**Document:**

The scheduler, as illustrated in Figure 1, is dependent on a method for predicting generated renewable energy, and a method for predicting workload resource usage. These predictions are used by the scheduler to determine how to place the tasks on machines. The amount of available wind energy is predicted using a support vector machine for regression (SVR), and is used to determine the number of machines that can be powered by the predicted energy. Then, the task requests are placed on machines based on the resource availability (remaining CPU capacity) on the machines, and on the latency sensitivity of the tasks. The latency sensitivity is a measure of how sensitive the task is to time delays, and in this work this is indicated by a number between 0 and 3, where 3 is the most latency sensitive. Data centers handle workloads consisting of a variety of different jobs, which again consist of one or more tasks. Different data centers handle different workloads; some only deal with HPC workloads, for example, data centers at scientific institutions. Other commercial data centers handle a variety of different computing tasks, including tasks for web services and other enterprise tasks [22]. The tasks can have different constraints and dependencies for hardware and software on machines, and have different priorities based on their time sensitivity and importance (revenue generating vs. non-revenue generating, essential for web services vs. non-essential maintenance jobs). There is no established classification of data-center workloads, but in this work the data center workload is separated into three different groups based on latency sensitivity: high-performance-computing (HPC) workloads, enterprise workloads and interactive workloads. These groups have low, medium, and high latency sensitivity, respectively.

**The problem:**
Decide whether each statement below agrees with the passage on the data-center scheduler, answering yes or no and quoting the words of the passage that settle it.
1. The amount of available wind energy is predicted with a support vector machine for regression.
2. In this work, a latency sensitivity of 0 marks the most latency-sensitive tasks.
3. Interactive workloads have low latency sensitivity.
The records have no connection to the text about the data-center scheduler.

**Given entries:**

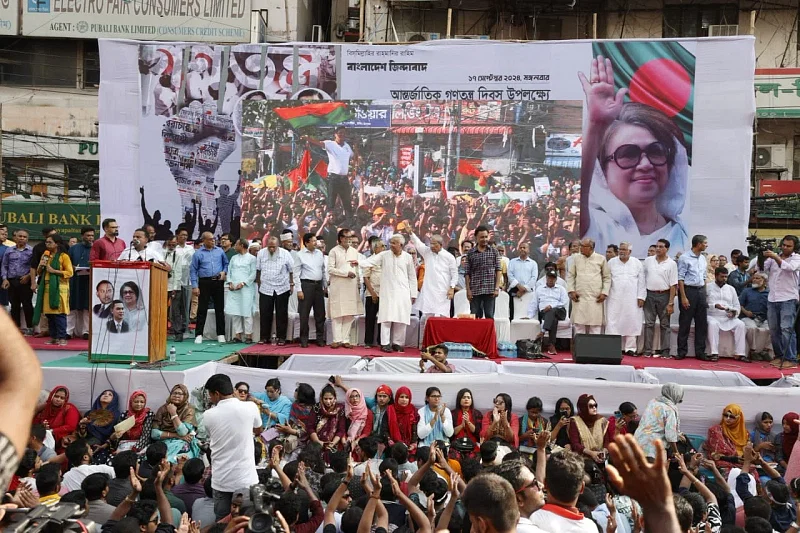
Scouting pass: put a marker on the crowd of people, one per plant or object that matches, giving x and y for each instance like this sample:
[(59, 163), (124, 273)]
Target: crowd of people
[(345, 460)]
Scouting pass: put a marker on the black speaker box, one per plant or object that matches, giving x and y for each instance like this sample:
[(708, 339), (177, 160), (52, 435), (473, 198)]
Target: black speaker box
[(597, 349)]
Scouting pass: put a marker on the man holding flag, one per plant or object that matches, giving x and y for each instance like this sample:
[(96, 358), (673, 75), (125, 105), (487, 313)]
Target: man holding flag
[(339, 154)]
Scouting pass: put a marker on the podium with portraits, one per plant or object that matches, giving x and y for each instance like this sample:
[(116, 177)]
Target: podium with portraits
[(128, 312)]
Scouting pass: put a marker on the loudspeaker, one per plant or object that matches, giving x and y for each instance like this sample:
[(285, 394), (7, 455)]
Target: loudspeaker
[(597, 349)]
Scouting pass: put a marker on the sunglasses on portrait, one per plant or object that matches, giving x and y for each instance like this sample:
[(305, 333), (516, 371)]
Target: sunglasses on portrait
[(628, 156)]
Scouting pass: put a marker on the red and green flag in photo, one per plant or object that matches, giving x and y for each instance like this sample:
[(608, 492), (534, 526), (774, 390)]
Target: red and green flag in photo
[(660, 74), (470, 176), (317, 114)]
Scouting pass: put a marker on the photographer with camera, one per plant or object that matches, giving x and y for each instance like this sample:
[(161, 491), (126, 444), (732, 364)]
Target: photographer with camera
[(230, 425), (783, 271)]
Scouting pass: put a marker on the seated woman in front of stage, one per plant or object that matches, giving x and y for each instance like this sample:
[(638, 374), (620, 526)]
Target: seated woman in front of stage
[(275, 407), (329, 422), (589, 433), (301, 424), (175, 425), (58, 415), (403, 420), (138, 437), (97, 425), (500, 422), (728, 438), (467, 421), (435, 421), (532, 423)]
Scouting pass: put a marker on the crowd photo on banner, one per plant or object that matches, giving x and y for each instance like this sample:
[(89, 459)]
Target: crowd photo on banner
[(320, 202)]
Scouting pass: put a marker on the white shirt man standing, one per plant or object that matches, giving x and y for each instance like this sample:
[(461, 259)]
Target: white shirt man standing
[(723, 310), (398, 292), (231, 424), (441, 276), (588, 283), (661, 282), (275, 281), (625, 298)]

--

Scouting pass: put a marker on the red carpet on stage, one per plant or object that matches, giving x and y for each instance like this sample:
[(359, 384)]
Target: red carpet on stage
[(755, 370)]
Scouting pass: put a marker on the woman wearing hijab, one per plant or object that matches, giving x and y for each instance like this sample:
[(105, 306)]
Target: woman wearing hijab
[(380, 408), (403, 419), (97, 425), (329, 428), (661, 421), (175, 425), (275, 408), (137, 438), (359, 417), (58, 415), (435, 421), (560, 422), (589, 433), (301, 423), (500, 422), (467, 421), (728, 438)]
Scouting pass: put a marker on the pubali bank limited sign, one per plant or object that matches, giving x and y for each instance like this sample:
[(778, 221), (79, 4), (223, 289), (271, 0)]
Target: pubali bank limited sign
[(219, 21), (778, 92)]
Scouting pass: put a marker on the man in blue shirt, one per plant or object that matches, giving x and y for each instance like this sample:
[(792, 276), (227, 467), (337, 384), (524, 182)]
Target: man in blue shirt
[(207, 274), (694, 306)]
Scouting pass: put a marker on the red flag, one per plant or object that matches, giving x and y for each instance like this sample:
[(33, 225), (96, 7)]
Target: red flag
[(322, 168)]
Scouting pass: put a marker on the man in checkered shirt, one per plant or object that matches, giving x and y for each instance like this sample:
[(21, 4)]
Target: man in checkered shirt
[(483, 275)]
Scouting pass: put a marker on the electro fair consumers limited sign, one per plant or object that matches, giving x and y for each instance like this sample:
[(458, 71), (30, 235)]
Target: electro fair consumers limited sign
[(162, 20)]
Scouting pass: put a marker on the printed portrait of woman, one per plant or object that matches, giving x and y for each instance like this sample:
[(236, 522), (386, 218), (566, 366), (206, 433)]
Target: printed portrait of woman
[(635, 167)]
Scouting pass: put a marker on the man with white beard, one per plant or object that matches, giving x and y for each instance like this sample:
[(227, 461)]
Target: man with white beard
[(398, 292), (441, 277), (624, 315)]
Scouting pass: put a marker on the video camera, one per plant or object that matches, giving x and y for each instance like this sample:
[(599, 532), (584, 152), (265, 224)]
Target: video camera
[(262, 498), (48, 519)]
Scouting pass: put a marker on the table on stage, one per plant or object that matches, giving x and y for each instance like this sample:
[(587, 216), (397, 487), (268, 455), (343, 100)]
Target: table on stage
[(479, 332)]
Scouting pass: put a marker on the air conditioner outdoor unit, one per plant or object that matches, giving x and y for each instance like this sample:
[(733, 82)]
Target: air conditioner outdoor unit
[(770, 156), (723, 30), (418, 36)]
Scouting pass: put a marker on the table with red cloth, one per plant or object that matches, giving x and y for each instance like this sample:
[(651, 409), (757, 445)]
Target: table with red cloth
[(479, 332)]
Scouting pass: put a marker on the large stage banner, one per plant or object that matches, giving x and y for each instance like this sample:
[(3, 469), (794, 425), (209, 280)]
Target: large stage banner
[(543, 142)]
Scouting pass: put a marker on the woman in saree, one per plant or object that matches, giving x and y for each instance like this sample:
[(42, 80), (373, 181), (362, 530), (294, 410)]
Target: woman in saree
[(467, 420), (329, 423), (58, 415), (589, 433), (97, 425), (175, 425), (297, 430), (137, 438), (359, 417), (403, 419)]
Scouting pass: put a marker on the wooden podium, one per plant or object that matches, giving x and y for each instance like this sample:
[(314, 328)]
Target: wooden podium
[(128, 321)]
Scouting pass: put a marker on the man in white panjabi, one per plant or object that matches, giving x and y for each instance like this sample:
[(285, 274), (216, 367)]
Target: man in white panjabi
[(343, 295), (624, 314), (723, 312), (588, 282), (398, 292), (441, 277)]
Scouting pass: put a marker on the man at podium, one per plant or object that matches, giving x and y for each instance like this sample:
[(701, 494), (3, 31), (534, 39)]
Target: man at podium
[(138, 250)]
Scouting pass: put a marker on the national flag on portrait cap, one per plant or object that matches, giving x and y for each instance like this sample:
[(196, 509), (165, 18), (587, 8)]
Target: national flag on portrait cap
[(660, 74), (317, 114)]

**Solution to the exercise:**
1. Yes: "The amount of available wind energy is predicted using a support vector machine for regression (SVR)"
2. No: "where 3 is the most latency sensitive"
3. No: "high-performance-computing (HPC) workloads, enterprise workloads and interactive workloads. These groups have low, medium, and high latency sensitivity, respectively."